§ **TASK INSTRUCTIONS**
• a. In the futures and options guide, by about how much did active stock market investors' accounts rise in 2020?
• b. Pick up the futures and options guide after its last sentence and keep writing it.

Move a little beyond equity investing, and you will come across futures and options.
Popularly known as F&O, futures and options investing is more complex when compared to equity investing.
But that’s what makes them interesting! As per the Business Standard report, active stock market investors’ accounts rose by approximately 10.4 million in 2020 alone.
Further, as per Financial Express, the daily average turnover in July 2020 in the F&O segment crossed Rs. 19 lakh crores. This is higher than the pre-covid months! Exciting, right?
However, you must understand its various nuances before dealing in F&O. If you are eager to explore futures and options, here’s a beginner’s guide to everything you need to know before beginning your journey.
What are futures and options?
A future is a contract to buy or sell an underlying asset at a predetermined price on a specific date.
Options, however, allow the holder to buy or sell an underlying asset on a specific date at a predetermined price.
Both futures and options are known as derivatives as they derive their value from the underlying asset.
Trading Strategies for Beginners
As you understood about F&Os, it’s time to have a look at a few strategies that you can start with as a beginner in the F&O segment:
This is one of the simplest strategies whereby you should just buy a call option.
If the share price increases, you can exercise the option and purchase the shares at the strike price.
If the share price reduces, you have the choice not to exercise the call option. The loss would only be of the premium amount.
In this case, you short the put option meaning that you sell the put option whereby you give the buyer the right to sell the shares at the strike price.
You anticipate that the share price will rise in the future, and thereby the option holder will not exercise the option.

§ **DATA BLOCK**
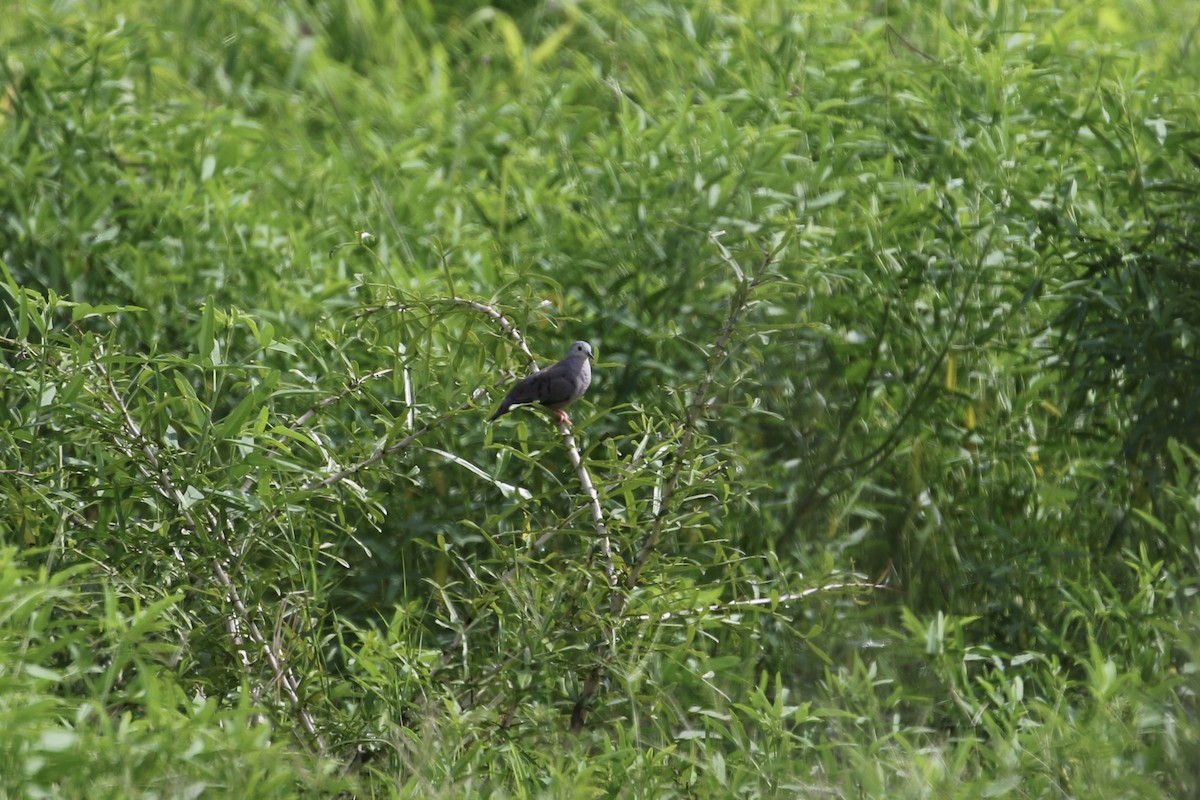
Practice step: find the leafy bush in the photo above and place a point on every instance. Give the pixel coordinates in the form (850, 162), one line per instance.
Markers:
(885, 485)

§ **EXPECTED RESULTS**
• a. By approximately 10.4 million.

• b.
Your reward for using the short put strategy is the premium you receive for selling the put options. However, if the share prices fall, you can incur unlimited losses.
In this strategy, you can take advantage of market volatility. You need to purchase one call option, and one put option at the same strike price of the same expiry date and for the same asset.
You will make a profit irrespective of the direction in which the stock moves. If the price increases, then you can exercise the call option.
In case the prices fall, then you can exercise the put option. Thus, this opens the doors for unlimited profits while minimising the risks simultaneously.
Again, this is a relatively simple strategy whereby you hold the put option. This strategy is an excellent fit for you if you are bearish and anticipate a fall in the share prices.
As the prices fall, you can exercise your put option to sell the shares at the strike price. This strategy has the potential for unlimited returns with limited risk.
There are many futures and options trading strategies.
The strategy you adopt will depend on the market situation, the F&O you are dealing with, and your risk appetite.
F&Os are not rocket science, but it’s always wiser to obtain a thorough understanding before trading.